Passage →
-- -- --
In April 2015, the American Steam Railroad Preservation Association (ASR) announced that they had signed a long-term loan with the No. 2100 locomotive. They launched their own fundraising campaign, called Fire Up 2100, and they estimated that the restoration would cost $700,000 to complete. That same month, No. 2100 and its tender were loaded onto two separate heavy-duty flatcars, and they were shipped via BNSF, Norfolk Southern, and CSX to Cleveland over a two-month period. Upon arrival, No. 2100 was moved inside the Midwest Railway Preservation Society's (MRPS) Ex-B&O roundhouse next to the MRPS's own locomotive, Grand Trunk Western 4070, and the ASR began work to restore the T-1.In August 2023, the ASR announced that they and FMW Solutions would modify No. 2100's firebox to burn recycled oil instead of coal. ASR Treasurer Forrest Nace would state in a press release,"Taking into account the expense of not only the coal but its transport, proper storage, loading, and ash abatement, it became evident that it would be difficult to have any remaining funds after operating at non-steam railroads and museums we are in discussions with. Additionally, the logistics of storing, refueling, and burning liquid fuel is in-line with what modern railroads and diesel operated tourist lines are accustomed to, thereby greatly and expanding our opportunities and reducing emissions."
-- -- --
Exercise data →
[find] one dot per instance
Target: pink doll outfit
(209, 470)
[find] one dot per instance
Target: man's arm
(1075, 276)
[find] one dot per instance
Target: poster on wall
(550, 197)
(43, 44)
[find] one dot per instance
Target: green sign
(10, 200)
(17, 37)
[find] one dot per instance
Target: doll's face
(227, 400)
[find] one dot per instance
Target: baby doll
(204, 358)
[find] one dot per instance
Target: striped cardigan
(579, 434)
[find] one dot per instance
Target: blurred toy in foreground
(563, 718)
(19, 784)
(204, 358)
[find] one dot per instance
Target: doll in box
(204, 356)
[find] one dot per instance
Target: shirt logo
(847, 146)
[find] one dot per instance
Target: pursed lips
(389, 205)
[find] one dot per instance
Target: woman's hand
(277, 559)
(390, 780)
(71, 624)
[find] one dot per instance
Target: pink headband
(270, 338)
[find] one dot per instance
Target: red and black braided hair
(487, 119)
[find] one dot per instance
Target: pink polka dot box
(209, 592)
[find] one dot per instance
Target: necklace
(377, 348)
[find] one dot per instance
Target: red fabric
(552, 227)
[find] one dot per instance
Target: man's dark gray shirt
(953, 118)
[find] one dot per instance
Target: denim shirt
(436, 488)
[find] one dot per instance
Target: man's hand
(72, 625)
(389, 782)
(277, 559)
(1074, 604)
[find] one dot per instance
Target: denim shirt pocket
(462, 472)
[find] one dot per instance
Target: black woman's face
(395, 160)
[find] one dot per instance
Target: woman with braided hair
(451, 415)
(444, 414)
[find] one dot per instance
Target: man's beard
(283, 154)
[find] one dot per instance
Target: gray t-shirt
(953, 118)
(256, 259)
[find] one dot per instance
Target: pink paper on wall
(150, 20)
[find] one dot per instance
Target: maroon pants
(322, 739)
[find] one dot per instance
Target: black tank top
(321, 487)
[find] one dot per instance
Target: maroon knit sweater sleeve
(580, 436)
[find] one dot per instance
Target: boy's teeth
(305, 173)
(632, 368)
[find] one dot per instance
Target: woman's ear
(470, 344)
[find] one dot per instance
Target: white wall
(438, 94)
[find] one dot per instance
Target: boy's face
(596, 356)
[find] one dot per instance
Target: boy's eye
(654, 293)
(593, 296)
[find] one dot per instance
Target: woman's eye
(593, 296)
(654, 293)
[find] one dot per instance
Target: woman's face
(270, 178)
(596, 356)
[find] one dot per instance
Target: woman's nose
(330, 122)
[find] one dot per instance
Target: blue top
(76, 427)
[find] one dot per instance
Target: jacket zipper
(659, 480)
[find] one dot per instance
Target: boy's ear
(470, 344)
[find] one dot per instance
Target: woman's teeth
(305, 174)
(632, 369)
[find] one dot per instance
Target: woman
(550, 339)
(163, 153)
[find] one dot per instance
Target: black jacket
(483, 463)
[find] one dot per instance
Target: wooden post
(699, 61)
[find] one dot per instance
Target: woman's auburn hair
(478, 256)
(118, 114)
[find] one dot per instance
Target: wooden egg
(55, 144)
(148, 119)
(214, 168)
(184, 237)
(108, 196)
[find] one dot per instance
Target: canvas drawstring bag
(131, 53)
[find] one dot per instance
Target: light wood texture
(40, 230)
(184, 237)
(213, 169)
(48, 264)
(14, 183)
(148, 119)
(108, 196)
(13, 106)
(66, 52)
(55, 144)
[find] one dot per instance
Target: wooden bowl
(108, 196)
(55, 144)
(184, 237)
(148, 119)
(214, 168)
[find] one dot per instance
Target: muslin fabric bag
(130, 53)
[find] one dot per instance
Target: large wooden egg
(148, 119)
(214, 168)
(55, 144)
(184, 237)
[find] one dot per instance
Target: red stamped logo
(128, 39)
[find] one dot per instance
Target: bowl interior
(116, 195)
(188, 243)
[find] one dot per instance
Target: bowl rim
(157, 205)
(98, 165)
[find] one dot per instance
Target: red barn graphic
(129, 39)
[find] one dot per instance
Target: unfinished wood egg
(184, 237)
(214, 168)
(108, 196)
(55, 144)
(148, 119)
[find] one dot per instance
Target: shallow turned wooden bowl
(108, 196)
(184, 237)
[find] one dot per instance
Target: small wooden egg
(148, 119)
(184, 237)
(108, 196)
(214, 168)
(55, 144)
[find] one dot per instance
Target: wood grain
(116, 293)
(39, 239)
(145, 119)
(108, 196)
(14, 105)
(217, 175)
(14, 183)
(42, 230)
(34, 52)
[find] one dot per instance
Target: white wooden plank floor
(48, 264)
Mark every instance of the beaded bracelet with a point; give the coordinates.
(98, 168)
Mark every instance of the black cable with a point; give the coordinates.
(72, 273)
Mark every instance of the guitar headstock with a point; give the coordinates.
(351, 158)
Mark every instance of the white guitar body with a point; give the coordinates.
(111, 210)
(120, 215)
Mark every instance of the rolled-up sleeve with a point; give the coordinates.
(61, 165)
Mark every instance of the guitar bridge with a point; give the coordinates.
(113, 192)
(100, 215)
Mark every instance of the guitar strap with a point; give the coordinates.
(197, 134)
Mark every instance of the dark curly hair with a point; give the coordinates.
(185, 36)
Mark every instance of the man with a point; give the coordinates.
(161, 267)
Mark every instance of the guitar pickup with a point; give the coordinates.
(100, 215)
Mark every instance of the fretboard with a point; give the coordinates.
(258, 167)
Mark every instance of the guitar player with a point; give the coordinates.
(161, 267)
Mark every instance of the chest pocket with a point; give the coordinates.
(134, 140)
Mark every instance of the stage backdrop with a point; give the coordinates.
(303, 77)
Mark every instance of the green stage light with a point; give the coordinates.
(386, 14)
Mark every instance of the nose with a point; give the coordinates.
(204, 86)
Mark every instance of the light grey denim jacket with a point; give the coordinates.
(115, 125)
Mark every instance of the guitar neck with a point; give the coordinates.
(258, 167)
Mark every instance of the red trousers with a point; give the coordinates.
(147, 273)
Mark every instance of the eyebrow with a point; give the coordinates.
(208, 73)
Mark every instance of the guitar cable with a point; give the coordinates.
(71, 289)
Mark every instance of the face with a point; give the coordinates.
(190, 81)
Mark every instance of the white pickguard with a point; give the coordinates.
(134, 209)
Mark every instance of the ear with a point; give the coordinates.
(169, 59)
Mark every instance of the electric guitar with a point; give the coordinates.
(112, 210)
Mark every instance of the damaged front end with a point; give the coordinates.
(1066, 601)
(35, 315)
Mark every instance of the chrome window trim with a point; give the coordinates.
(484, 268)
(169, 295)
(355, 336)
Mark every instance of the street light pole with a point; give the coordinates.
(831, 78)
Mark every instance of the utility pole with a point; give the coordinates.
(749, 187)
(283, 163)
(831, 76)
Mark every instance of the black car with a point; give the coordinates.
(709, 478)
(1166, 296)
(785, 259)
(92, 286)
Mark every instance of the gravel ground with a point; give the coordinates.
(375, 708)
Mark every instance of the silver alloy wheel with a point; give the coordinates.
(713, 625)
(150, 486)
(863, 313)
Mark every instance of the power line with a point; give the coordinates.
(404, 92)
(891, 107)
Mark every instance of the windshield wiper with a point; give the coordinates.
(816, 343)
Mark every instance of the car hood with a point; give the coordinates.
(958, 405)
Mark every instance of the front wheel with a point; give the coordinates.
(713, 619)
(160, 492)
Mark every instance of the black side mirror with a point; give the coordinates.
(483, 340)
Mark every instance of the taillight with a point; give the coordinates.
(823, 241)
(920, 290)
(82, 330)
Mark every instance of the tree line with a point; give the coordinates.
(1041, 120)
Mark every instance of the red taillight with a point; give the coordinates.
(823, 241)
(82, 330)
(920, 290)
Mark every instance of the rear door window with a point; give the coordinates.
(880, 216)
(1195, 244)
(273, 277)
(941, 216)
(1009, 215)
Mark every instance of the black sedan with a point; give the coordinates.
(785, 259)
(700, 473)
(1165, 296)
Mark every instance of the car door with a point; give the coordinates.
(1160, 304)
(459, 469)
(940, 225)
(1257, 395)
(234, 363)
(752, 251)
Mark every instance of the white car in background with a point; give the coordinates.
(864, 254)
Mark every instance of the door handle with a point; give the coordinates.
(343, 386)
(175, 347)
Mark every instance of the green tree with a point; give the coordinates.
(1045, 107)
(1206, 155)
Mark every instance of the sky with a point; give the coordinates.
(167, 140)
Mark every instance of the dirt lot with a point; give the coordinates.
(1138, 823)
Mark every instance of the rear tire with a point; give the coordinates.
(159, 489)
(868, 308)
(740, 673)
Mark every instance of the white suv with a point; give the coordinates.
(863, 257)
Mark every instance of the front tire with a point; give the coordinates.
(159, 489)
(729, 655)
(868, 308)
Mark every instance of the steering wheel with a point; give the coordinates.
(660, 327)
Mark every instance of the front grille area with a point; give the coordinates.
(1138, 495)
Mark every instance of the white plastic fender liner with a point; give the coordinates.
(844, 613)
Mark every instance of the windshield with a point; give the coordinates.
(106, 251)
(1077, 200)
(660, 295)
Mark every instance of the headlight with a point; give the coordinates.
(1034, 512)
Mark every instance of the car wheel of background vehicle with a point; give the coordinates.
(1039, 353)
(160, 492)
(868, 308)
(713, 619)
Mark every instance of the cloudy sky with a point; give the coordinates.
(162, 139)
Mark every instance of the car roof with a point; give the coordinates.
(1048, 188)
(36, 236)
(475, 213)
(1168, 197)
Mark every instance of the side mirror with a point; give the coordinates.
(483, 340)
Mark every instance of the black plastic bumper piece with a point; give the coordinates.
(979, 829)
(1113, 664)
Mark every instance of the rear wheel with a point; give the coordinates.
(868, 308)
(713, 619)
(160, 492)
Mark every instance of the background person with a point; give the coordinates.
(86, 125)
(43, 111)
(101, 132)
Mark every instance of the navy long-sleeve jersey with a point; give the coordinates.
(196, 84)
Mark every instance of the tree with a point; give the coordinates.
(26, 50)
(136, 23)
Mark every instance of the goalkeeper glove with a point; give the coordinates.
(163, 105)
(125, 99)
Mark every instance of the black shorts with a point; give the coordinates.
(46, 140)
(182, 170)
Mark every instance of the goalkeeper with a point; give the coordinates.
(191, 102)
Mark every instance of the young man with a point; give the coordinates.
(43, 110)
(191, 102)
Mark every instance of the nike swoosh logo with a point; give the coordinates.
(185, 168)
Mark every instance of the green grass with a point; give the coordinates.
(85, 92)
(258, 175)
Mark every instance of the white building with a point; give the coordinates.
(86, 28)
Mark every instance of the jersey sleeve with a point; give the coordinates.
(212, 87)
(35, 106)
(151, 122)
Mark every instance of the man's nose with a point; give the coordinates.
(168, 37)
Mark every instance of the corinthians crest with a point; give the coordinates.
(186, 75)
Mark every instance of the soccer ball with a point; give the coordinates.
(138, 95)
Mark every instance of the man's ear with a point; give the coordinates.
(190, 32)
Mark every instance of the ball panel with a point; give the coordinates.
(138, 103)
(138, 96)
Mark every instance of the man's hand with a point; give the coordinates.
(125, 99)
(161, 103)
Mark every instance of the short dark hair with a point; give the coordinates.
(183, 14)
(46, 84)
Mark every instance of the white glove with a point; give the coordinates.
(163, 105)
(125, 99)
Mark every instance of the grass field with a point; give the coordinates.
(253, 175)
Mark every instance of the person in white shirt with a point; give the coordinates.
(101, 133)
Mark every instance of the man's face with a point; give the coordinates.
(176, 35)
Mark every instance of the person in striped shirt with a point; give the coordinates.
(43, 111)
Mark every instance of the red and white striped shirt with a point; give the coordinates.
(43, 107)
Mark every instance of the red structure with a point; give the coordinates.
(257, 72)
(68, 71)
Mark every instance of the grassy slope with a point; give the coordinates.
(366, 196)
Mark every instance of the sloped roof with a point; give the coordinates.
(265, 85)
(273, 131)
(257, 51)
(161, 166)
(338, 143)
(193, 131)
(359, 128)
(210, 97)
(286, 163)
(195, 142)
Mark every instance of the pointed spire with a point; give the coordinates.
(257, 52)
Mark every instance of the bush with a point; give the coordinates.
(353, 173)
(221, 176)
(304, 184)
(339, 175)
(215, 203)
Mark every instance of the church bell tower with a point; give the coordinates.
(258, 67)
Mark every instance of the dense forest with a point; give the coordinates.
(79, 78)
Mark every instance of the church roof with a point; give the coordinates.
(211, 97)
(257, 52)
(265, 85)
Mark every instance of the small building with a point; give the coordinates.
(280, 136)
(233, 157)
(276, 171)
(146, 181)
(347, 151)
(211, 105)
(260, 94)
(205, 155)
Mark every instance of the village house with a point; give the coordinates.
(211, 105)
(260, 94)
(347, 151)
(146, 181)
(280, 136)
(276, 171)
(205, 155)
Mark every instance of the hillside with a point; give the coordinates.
-- -- --
Questions to answer →
A – Answer these questions from the passage on locomotive No. 2100:
(i) How much did the ASR estimate the restoration would cost?
(ii) Which railroads carried the locomotive to Cleveland?
(iii) What fuel would the modified firebox burn instead of coal?
B – Pick up the passage on locomotive No. 2100 after its final sentence and write what comes next.
The lines above are separate from the passage on locomotive No. 2100.

Outputs in order →
A –
(i) $700,000
(ii) BNSF, Norfolk Southern, and CSX
(iii) Recycled oil

B –
In November, the ASR announced that once No. 2100 is restored, it will be painted in American Freedom Train (AFT) colors similar to that on No. 2101 and renumbered as AFT No. 250 for the United States Semiquincentennial in 2026. In March 2024, the boiler passed its FRA-mandated hydrostatic test. On April 3, 2025, No. 2100 was test fired, marking the first time it was under steam since the late 2000s.

On February 26 and 27, 2026, No. 2100 would successfully pass a steam test observed by the Federal Railroad Administration, which saw the engine brought up to its full operating steam pressure of 240 psi. With the steam tests a success, ASR crews announced their plans to finish the running gear and any remaining appliances on the locomotive. No. 2100 made its public debut under steam on June 27, 2026, at the Cleveland Railroad Festival, with full restoration still ongoing.

== See also ==

- Reading 1187
- Reading 1251
- Grand Trunk Western 6325
- Canadian National 6060
- Spokane, Portland and Seattle 700

== Bibliography ==

- Zimmermann, Karl (2018). "Rambling on the Reading"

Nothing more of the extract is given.